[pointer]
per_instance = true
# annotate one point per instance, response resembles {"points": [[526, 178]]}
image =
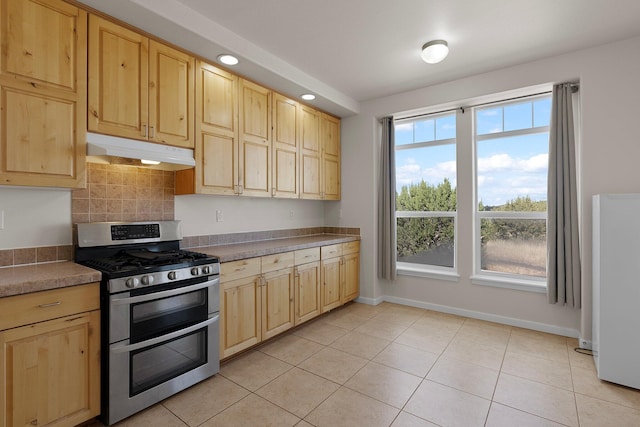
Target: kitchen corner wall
{"points": [[43, 217]]}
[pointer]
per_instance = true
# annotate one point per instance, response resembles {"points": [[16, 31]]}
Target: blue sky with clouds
{"points": [[508, 167]]}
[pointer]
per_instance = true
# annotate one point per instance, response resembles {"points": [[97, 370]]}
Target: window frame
{"points": [[496, 278]]}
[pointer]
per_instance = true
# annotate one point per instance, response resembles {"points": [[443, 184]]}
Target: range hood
{"points": [[106, 148]]}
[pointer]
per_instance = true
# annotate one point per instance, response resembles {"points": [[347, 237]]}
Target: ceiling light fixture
{"points": [[228, 59], [435, 51]]}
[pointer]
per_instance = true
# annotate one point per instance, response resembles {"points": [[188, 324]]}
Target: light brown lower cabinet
{"points": [[258, 303], [50, 368], [340, 274], [265, 296]]}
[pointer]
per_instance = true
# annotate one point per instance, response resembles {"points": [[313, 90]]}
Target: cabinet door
{"points": [[51, 372], [330, 137], [41, 43], [255, 139], [285, 147], [171, 91], [216, 150], [43, 94], [331, 284], [240, 314], [310, 154], [350, 277], [308, 304], [118, 80], [277, 302]]}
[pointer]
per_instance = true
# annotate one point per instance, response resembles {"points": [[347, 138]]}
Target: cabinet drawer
{"points": [[304, 256], [239, 269], [331, 251], [351, 247], [40, 306], [277, 261]]}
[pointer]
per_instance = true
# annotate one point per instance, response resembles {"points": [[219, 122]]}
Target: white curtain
{"points": [[563, 245], [387, 203]]}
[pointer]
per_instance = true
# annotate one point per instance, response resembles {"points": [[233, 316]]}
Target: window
{"points": [[511, 154], [426, 192]]}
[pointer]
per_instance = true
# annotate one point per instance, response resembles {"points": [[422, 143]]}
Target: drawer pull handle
{"points": [[51, 304]]}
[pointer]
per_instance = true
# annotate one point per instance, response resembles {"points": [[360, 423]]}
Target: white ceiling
{"points": [[348, 51]]}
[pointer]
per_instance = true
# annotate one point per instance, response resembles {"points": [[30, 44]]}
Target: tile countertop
{"points": [[24, 279], [246, 250]]}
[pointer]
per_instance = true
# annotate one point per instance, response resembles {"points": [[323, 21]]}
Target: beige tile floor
{"points": [[392, 365]]}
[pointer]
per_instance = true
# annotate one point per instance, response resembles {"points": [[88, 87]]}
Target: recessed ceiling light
{"points": [[435, 51], [228, 59]]}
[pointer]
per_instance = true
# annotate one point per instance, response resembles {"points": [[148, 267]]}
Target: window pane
{"points": [[424, 130], [431, 165], [446, 127], [403, 133], [514, 246], [509, 168], [426, 241], [489, 120], [542, 112], [518, 116]]}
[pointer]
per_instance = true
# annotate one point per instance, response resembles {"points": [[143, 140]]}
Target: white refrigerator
{"points": [[616, 288]]}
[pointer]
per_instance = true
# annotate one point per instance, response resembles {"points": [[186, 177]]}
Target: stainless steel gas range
{"points": [[160, 312]]}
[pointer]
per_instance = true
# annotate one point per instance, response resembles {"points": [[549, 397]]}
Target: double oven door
{"points": [[162, 339]]}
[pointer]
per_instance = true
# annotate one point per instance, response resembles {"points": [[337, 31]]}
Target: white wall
{"points": [[35, 217], [610, 151], [243, 214]]}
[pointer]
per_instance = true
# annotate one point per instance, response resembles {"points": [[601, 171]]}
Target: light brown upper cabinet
{"points": [[330, 137], [139, 88], [255, 139], [216, 150], [320, 155], [310, 153], [43, 88], [285, 147]]}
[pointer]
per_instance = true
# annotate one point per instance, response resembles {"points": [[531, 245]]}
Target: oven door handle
{"points": [[125, 348], [163, 294]]}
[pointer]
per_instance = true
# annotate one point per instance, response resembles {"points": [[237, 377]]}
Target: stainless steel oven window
{"points": [[120, 307], [160, 316], [155, 365]]}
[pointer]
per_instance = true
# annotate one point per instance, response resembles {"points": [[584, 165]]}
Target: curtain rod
{"points": [[574, 86]]}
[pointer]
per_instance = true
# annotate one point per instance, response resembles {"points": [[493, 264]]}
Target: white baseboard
{"points": [[528, 324], [370, 301], [585, 344]]}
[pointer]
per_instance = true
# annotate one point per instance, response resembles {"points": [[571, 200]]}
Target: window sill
{"points": [[451, 276], [536, 286]]}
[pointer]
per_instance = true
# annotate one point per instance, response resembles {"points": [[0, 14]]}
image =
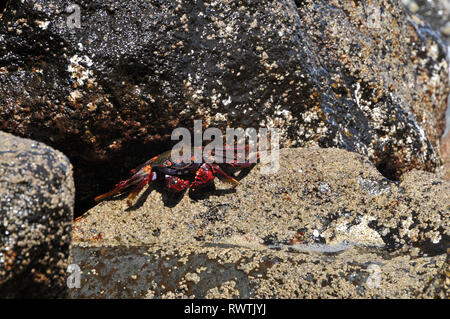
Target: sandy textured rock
{"points": [[360, 75], [327, 225], [36, 213], [318, 196], [220, 271], [445, 151]]}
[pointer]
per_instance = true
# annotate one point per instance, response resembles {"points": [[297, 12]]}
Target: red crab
{"points": [[162, 167]]}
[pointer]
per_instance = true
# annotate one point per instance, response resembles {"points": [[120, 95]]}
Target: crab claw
{"points": [[141, 178]]}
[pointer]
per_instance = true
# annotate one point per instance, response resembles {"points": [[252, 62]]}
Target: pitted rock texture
{"points": [[36, 213], [221, 271], [327, 196], [363, 76], [326, 225]]}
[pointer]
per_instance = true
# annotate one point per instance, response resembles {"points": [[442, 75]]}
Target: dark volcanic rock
{"points": [[364, 76], [36, 212]]}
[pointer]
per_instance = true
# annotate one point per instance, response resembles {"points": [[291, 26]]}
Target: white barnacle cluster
{"points": [[79, 69]]}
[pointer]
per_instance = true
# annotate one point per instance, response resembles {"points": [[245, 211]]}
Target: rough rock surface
{"points": [[36, 213], [445, 151], [312, 230], [221, 271], [363, 76]]}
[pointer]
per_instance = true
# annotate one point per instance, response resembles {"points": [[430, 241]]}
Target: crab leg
{"points": [[176, 184], [206, 174], [224, 176], [137, 189], [141, 177]]}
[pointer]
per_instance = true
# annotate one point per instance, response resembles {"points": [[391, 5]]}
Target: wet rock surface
{"points": [[328, 224], [362, 76], [221, 271], [36, 213]]}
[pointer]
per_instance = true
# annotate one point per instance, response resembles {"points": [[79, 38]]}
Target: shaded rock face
{"points": [[328, 224], [363, 76], [36, 213], [230, 272]]}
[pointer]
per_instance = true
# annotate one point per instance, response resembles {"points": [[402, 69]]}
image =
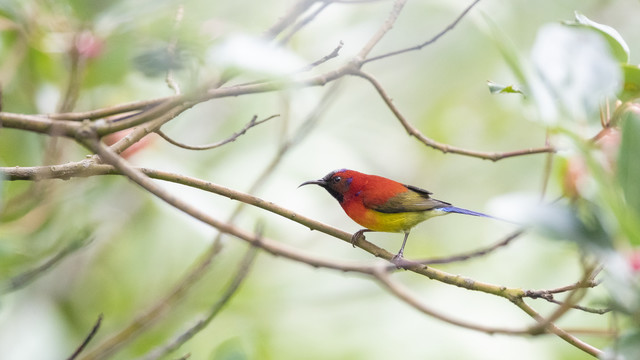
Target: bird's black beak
{"points": [[320, 182]]}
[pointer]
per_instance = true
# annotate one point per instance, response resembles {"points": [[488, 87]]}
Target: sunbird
{"points": [[381, 204]]}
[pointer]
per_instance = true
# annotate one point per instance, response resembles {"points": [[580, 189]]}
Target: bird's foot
{"points": [[399, 261], [356, 236]]}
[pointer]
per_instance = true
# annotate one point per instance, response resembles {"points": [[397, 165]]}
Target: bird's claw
{"points": [[356, 236]]}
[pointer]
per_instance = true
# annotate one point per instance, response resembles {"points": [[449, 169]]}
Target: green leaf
{"points": [[628, 164], [496, 88], [626, 348], [619, 48], [573, 71], [631, 89]]}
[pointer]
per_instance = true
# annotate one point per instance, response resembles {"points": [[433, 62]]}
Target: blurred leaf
{"points": [[157, 61], [495, 88], [619, 47], [507, 49], [573, 72], [628, 164], [626, 348], [631, 89]]}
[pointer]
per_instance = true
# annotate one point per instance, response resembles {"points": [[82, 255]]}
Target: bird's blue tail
{"points": [[453, 209]]}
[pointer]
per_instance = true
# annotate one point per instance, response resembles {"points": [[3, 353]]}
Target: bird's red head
{"points": [[337, 183]]}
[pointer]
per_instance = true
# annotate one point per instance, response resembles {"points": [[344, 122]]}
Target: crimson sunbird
{"points": [[381, 204]]}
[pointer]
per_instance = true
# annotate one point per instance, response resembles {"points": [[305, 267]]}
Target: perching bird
{"points": [[381, 204]]}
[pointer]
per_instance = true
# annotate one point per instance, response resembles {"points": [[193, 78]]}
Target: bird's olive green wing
{"points": [[413, 200]]}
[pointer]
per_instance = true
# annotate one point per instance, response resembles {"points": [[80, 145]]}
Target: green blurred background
{"points": [[139, 247]]}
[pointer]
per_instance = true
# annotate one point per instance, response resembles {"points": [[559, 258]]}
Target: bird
{"points": [[384, 205]]}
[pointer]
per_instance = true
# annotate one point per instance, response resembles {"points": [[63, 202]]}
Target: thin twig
{"points": [[324, 59], [19, 281], [388, 24], [302, 23], [473, 254], [232, 288], [92, 333], [232, 138], [428, 42], [445, 148]]}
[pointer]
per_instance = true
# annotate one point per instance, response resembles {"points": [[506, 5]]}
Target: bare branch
{"points": [[92, 333], [388, 24], [413, 131], [477, 253], [232, 138], [428, 42], [19, 281], [241, 273]]}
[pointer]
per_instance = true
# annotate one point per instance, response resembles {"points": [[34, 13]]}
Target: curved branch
{"points": [[445, 148], [232, 138]]}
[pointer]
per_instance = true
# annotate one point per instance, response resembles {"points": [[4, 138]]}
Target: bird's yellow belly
{"points": [[394, 222]]}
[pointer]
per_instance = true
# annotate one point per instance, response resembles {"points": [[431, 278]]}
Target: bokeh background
{"points": [[135, 247]]}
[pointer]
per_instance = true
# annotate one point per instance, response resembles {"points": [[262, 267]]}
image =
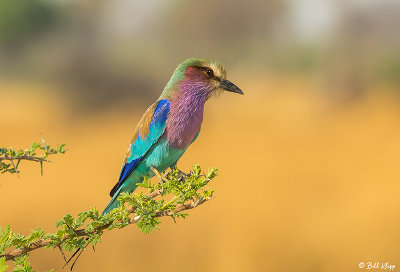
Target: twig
{"points": [[81, 232]]}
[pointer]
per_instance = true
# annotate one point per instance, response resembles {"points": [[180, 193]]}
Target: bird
{"points": [[170, 124]]}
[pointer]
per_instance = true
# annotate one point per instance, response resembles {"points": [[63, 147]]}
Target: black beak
{"points": [[230, 87]]}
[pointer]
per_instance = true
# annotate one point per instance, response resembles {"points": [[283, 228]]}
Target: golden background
{"points": [[308, 158]]}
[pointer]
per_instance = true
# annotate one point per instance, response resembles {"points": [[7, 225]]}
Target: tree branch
{"points": [[143, 210]]}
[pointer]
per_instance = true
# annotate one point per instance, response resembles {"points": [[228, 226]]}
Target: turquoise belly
{"points": [[161, 157]]}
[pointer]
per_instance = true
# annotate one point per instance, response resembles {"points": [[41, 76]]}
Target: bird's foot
{"points": [[161, 177]]}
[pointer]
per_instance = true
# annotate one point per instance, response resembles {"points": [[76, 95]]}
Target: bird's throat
{"points": [[185, 117]]}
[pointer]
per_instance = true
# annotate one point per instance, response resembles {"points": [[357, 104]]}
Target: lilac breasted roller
{"points": [[171, 124]]}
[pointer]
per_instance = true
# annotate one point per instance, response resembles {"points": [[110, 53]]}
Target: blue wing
{"points": [[148, 131]]}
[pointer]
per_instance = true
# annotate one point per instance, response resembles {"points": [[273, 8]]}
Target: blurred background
{"points": [[308, 158]]}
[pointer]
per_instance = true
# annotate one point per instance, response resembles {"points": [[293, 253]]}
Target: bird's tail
{"points": [[114, 203]]}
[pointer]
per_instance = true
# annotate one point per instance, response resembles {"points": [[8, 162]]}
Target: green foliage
{"points": [[178, 193], [10, 158]]}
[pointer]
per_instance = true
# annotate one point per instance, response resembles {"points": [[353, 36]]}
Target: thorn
{"points": [[62, 253], [15, 168], [44, 143]]}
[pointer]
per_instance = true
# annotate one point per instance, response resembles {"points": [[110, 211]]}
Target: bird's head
{"points": [[203, 77]]}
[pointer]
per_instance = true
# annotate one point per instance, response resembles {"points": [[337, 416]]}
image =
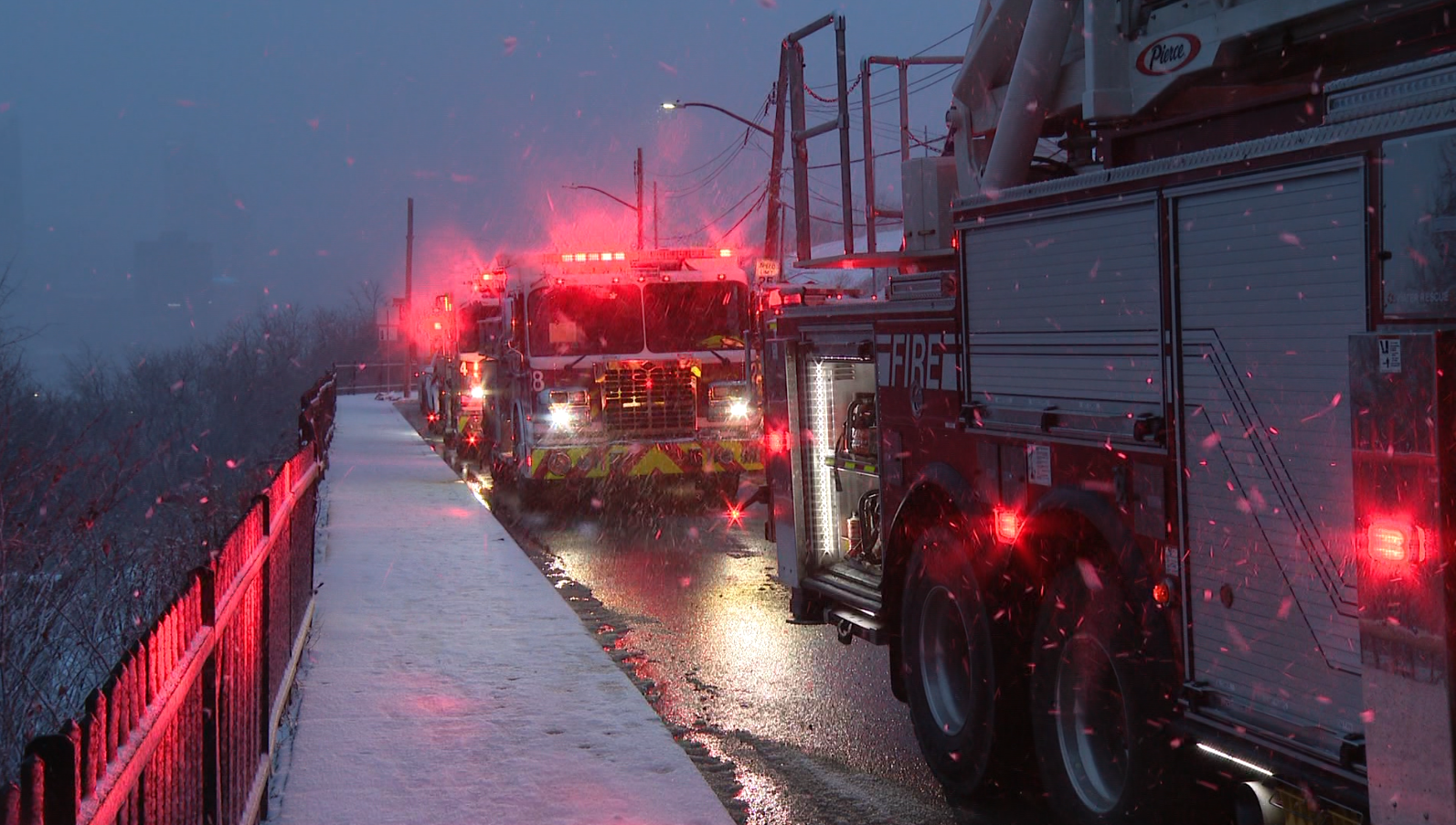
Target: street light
{"points": [[636, 174], [740, 118], [771, 242]]}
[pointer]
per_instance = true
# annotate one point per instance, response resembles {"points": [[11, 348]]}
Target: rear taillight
{"points": [[1008, 524], [1394, 542]]}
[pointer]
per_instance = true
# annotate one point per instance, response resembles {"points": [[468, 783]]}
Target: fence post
{"points": [[267, 507], [10, 805], [211, 766], [60, 756], [32, 790], [93, 741]]}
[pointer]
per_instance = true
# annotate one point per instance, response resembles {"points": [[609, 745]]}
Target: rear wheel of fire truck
{"points": [[948, 662], [1095, 703]]}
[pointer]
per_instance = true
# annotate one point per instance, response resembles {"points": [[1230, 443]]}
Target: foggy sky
{"points": [[314, 120]]}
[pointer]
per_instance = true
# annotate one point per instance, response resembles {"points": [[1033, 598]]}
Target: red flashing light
{"points": [[1394, 542], [1163, 594], [1008, 524]]}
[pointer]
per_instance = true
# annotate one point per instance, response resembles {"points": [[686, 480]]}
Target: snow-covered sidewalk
{"points": [[447, 682]]}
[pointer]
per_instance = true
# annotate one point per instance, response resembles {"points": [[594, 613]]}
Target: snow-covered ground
{"points": [[446, 680]]}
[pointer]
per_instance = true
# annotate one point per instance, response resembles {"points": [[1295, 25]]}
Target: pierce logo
{"points": [[1168, 54]]}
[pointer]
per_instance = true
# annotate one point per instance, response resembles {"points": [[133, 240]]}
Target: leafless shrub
{"points": [[112, 489]]}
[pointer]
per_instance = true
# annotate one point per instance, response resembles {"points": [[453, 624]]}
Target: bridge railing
{"points": [[184, 729], [368, 378]]}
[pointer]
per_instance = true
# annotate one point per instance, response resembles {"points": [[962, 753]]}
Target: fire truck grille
{"points": [[650, 400]]}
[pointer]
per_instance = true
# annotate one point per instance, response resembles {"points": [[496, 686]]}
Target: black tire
{"points": [[950, 662], [1098, 706]]}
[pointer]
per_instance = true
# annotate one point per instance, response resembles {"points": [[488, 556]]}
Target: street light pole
{"points": [[638, 174], [771, 242]]}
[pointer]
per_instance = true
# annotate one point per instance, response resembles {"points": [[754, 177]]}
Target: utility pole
{"points": [[408, 322], [636, 171], [772, 232]]}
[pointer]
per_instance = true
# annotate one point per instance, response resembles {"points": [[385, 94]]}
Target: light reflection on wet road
{"points": [[705, 608]]}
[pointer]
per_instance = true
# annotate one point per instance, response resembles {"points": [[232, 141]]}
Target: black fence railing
{"points": [[184, 729]]}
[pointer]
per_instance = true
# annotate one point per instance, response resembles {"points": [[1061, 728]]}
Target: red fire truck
{"points": [[623, 365], [1149, 466]]}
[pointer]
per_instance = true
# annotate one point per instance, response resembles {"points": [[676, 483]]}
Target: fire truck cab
{"points": [[625, 365]]}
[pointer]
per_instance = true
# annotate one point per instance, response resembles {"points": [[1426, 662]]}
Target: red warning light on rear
{"points": [[1394, 542], [1008, 524]]}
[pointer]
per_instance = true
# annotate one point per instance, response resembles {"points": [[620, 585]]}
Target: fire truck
{"points": [[1144, 468], [619, 367], [461, 344]]}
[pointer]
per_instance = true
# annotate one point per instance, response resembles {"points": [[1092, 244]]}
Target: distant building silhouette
{"points": [[12, 203], [174, 272]]}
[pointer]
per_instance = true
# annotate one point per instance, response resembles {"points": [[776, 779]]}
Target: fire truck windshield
{"points": [[687, 316], [586, 321]]}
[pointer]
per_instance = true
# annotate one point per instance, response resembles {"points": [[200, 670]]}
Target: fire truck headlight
{"points": [[567, 407], [561, 417], [728, 400]]}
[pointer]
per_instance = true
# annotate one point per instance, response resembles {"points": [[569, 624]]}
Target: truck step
{"points": [[840, 586], [854, 623]]}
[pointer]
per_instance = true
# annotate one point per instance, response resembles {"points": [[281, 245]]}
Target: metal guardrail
{"points": [[184, 729], [367, 378]]}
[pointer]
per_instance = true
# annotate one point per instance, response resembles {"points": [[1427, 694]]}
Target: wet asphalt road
{"points": [[788, 725], [808, 724]]}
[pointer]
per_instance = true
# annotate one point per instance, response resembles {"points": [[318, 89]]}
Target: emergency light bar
{"points": [[638, 257]]}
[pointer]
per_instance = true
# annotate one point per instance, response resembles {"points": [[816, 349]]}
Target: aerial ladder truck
{"points": [[1144, 468]]}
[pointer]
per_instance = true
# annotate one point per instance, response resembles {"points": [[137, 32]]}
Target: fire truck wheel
{"points": [[535, 493], [948, 662], [1092, 702]]}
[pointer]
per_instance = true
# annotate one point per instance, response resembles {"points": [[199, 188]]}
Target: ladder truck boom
{"points": [[1146, 447]]}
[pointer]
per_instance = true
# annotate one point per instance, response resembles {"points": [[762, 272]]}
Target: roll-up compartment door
{"points": [[1062, 313], [1271, 282]]}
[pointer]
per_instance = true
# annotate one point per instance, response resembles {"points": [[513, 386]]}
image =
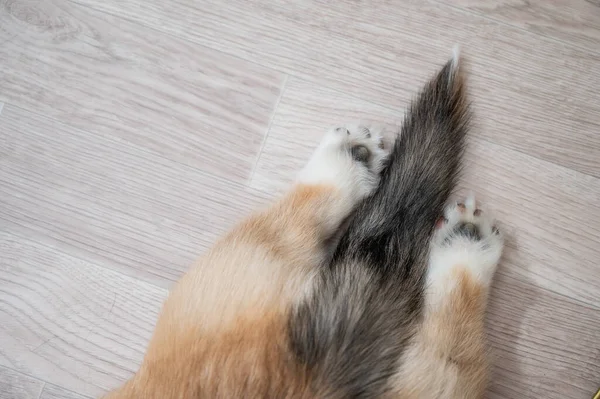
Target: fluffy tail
{"points": [[424, 164], [351, 332]]}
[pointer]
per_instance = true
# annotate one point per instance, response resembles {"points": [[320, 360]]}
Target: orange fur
{"points": [[447, 358], [222, 331]]}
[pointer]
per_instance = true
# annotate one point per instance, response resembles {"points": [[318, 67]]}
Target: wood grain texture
{"points": [[544, 345], [70, 321], [573, 21], [14, 385], [548, 286], [54, 392], [111, 199], [534, 95], [133, 134], [183, 101]]}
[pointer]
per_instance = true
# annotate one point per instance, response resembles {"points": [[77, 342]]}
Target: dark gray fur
{"points": [[350, 334]]}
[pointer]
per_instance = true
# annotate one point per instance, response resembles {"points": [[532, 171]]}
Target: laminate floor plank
{"points": [[150, 216], [15, 385], [572, 21], [68, 321], [54, 392], [546, 299], [534, 94], [87, 69]]}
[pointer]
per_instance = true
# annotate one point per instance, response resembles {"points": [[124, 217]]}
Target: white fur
{"points": [[332, 162], [450, 251]]}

☆ ☆ ☆ ☆

List every line in the items above that contains the string "green". Matching is case-sensitive.

§ **ANSWER FOR THE TASK**:
Target: green leaf
Target: bird's olive green wing
Target: green blurred background
Target: green foliage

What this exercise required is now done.